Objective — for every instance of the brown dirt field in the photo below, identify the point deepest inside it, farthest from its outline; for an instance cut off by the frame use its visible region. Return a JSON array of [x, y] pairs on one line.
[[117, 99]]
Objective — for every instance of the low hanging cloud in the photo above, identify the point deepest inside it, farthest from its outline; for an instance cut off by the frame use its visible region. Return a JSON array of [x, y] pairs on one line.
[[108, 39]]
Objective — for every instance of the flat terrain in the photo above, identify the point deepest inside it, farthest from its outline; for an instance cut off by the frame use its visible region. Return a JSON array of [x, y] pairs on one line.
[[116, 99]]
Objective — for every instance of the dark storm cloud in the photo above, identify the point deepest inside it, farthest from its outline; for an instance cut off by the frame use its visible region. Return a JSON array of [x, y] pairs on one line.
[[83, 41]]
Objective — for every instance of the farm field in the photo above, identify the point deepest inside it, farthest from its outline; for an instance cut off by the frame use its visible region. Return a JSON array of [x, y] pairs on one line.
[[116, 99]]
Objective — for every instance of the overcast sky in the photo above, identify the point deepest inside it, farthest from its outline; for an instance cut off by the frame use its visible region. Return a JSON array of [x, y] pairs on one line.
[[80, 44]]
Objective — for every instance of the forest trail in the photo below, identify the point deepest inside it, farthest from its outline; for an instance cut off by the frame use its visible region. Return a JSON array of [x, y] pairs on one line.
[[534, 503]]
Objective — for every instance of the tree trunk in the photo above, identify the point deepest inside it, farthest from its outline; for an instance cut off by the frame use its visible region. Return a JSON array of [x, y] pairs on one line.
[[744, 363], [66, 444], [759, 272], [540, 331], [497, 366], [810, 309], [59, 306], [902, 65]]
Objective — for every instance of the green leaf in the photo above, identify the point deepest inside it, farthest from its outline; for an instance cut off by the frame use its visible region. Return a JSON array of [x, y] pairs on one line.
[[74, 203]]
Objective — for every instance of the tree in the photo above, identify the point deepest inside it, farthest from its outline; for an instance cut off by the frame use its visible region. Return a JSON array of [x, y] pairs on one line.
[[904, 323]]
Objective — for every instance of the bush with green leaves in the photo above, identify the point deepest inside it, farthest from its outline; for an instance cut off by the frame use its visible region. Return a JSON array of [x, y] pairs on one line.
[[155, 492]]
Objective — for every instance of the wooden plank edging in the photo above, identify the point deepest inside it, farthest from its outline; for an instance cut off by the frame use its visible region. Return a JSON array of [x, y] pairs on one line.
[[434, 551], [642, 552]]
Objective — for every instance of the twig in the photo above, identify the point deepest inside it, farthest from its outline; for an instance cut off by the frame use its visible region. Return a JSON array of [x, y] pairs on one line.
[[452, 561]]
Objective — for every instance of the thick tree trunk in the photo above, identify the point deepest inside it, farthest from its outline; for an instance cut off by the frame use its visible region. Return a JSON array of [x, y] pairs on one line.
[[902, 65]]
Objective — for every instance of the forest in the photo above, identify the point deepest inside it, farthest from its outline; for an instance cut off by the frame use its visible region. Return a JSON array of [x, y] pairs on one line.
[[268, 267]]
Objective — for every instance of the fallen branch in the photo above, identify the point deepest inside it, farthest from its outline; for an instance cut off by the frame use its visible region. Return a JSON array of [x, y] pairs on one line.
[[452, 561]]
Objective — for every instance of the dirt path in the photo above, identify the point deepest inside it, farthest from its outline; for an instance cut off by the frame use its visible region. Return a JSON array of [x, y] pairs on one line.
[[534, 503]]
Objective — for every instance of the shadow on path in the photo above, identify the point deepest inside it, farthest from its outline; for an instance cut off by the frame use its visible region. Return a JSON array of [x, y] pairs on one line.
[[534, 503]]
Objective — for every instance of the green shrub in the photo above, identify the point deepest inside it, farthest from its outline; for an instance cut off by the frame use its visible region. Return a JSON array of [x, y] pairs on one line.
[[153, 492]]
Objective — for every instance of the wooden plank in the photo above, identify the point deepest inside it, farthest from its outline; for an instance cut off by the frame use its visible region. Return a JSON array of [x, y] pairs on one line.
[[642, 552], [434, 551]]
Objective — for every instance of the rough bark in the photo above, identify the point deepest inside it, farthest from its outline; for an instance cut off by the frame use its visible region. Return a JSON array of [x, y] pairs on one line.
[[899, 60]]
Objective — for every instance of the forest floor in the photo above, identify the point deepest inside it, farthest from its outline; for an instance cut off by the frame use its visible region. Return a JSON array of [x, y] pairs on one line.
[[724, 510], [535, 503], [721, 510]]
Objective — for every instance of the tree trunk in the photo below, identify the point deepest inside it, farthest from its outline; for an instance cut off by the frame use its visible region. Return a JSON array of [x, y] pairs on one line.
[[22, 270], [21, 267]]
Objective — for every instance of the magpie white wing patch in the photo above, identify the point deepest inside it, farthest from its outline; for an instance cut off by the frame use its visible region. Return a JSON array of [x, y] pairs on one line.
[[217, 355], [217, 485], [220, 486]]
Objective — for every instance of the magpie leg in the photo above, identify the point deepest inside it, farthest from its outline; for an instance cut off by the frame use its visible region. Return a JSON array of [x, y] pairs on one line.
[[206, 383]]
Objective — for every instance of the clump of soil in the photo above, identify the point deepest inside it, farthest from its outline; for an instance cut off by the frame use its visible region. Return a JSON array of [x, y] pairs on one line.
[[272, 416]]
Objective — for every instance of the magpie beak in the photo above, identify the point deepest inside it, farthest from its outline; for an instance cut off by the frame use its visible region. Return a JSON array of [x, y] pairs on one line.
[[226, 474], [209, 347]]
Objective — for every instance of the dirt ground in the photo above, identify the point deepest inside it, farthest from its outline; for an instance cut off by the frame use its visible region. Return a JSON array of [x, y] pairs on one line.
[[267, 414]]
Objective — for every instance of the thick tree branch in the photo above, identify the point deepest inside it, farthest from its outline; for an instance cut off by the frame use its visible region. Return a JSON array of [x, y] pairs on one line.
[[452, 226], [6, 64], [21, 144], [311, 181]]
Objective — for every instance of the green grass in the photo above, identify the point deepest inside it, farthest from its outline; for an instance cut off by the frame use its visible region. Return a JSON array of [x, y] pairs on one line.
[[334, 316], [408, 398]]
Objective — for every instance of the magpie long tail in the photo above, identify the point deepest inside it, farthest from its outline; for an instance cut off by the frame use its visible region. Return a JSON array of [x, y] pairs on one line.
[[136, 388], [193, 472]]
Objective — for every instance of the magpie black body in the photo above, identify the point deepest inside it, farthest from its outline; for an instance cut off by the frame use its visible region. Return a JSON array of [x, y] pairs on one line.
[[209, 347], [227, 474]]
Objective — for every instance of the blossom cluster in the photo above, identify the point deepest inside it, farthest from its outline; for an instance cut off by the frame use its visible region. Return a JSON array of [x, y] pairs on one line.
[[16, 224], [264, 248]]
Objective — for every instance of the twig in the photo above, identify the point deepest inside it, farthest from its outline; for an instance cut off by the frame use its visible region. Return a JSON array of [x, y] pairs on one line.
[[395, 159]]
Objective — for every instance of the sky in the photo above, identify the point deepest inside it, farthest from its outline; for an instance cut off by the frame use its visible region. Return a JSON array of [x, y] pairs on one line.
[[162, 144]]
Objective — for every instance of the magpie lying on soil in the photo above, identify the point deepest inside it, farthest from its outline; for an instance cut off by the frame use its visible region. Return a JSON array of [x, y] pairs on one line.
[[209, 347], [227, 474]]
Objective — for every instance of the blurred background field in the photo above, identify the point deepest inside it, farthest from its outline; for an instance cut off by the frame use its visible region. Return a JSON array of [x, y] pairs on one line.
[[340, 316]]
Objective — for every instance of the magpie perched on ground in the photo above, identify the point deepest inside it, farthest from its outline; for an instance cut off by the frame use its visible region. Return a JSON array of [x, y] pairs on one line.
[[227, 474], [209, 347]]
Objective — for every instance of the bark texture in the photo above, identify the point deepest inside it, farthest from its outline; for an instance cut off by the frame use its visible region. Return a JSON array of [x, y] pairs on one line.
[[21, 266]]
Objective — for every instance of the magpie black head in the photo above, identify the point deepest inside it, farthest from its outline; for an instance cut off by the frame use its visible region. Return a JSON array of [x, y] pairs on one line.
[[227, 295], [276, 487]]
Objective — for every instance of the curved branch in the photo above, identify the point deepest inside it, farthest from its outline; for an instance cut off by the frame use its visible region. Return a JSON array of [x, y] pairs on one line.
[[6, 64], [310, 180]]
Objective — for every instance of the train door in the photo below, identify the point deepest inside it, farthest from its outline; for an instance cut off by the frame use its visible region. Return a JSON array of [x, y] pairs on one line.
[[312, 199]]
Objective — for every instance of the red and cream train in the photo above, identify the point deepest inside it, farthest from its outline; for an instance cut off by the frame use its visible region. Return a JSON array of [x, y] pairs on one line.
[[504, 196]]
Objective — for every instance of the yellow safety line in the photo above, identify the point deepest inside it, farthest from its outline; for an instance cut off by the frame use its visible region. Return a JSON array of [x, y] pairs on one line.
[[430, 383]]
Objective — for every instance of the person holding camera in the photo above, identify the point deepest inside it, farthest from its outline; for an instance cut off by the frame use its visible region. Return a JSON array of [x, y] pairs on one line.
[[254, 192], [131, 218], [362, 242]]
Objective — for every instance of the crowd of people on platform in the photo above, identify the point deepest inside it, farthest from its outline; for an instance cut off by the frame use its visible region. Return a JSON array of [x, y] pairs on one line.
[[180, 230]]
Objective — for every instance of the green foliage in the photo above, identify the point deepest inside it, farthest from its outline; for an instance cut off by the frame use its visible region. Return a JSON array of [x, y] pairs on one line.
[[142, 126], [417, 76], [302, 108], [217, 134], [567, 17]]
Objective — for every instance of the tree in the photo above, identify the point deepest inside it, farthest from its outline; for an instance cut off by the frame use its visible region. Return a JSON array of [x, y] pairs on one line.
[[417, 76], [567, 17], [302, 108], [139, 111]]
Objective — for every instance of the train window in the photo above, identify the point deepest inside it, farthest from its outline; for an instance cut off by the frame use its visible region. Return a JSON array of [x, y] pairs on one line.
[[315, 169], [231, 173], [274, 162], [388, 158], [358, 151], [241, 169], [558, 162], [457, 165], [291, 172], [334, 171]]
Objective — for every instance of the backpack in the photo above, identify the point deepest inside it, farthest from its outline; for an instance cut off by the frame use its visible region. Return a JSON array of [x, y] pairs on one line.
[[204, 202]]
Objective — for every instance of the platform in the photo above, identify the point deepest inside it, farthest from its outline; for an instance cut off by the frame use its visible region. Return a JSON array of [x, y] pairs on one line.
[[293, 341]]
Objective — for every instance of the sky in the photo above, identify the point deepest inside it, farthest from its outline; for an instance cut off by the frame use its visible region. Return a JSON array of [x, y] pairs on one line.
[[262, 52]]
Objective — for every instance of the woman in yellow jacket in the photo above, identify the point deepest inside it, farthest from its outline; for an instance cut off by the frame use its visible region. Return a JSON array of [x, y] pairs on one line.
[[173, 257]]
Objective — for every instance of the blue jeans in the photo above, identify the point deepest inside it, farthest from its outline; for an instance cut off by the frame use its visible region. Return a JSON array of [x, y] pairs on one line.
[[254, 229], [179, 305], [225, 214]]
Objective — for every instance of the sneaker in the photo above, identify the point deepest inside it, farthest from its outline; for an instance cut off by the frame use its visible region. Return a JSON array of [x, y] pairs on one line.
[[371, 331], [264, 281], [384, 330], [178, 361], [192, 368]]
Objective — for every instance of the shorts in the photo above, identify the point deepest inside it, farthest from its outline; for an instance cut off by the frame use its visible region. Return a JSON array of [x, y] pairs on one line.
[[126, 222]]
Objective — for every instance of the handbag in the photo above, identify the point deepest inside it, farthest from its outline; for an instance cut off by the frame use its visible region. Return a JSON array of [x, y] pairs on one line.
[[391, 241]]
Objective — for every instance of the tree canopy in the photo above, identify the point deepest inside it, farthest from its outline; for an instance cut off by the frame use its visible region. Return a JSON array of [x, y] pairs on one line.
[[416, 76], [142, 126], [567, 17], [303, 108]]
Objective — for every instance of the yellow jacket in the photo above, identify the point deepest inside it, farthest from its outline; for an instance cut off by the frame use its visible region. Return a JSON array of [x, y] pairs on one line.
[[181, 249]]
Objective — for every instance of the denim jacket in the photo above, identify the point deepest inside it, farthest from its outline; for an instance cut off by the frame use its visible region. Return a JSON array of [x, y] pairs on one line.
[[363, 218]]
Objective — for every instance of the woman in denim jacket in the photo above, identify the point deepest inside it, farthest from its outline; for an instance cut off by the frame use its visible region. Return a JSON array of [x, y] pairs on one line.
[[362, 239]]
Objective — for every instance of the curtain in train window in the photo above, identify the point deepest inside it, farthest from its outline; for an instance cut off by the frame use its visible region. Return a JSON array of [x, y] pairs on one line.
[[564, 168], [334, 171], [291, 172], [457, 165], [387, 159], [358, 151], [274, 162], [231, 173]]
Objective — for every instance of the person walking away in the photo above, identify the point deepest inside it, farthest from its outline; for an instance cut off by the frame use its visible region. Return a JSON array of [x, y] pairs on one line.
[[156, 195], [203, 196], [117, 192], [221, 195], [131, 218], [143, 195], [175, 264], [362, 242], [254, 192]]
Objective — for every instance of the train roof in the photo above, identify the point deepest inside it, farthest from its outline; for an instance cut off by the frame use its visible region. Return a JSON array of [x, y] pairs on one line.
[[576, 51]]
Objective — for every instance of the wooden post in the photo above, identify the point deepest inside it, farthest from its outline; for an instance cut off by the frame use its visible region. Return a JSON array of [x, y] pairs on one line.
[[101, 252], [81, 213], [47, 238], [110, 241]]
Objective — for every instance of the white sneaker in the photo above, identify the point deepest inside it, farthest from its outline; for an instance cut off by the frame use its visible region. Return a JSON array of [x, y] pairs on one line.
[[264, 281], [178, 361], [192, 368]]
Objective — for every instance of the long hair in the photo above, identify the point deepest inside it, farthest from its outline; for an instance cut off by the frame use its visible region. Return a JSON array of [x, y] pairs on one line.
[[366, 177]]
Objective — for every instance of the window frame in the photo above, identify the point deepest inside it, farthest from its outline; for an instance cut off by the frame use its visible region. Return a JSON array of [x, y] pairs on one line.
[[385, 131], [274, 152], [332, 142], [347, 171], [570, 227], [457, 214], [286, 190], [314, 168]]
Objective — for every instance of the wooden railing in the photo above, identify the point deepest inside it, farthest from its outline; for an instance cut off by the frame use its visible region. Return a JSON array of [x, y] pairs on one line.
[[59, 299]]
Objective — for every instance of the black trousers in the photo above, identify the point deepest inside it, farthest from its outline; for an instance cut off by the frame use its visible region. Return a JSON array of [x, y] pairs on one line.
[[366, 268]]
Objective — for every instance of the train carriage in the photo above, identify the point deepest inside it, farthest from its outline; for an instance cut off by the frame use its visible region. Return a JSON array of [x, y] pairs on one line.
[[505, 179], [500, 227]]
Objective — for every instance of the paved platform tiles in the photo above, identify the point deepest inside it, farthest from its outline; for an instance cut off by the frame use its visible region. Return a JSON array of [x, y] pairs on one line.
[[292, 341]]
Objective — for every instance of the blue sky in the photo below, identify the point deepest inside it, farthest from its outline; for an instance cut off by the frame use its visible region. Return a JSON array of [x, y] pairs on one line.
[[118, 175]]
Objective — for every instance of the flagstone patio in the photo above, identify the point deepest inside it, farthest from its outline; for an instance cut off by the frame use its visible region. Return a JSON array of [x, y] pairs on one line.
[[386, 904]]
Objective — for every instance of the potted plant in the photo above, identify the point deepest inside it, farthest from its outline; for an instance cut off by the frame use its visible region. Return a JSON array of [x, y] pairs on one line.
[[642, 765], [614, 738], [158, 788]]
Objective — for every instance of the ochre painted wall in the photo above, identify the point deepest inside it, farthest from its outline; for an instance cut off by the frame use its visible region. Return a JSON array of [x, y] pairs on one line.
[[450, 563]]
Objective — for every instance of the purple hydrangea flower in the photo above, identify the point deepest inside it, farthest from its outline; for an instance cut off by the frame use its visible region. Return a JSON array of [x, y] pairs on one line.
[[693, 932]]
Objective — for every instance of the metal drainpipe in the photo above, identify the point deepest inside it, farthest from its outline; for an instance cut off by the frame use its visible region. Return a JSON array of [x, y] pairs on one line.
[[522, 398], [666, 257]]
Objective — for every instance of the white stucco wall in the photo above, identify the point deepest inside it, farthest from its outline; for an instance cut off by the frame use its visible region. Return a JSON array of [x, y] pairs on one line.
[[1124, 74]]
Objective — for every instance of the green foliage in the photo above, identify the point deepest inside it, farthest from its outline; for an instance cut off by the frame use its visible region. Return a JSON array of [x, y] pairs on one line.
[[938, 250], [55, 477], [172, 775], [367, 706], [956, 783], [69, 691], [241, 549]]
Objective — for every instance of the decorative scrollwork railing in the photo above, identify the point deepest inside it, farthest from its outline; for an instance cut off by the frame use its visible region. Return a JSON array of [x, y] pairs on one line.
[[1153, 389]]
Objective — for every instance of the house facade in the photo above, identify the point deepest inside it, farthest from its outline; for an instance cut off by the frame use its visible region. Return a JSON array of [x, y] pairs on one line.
════
Description of the task: Reproduce every line from the line containing "Objective — for every instance of the white stucco" through the end of the entries, including the requests, and offset each coordinate value in the answers by -24.

Worked solution:
Objective — for every instance of the white stucco wall in the photo above, identify the point deepest inside it, farthest from its outline; for an instance cut off by the frame use its visible region. Return a JSON array of [x, y] pairs on one line.
[[1100, 50]]
Objective — for every instance of the green foliage in the photo above, identify the point deepest inside it, farthest from its outline; for an instance cut off by the frame use its visible region. Return a JSON array of [x, y] pairs on one line.
[[914, 226], [31, 453], [148, 751], [343, 682], [932, 759], [45, 667], [217, 525]]
Objective — for every instance of the decorative scrollwork railing in the photo above, identify the point deepest inside it, farthest from its outline; for an instance cut off by the frame use its visible region. Return a JSON array of [x, y] pairs on one line.
[[1129, 365]]
Objective — for every instance of the house facade in the photo above, identify the point deepest inside it, farthest from its outline; for an instance cut off by the frame use its visible region. Return a JSON array of [x, y] pairs on one line.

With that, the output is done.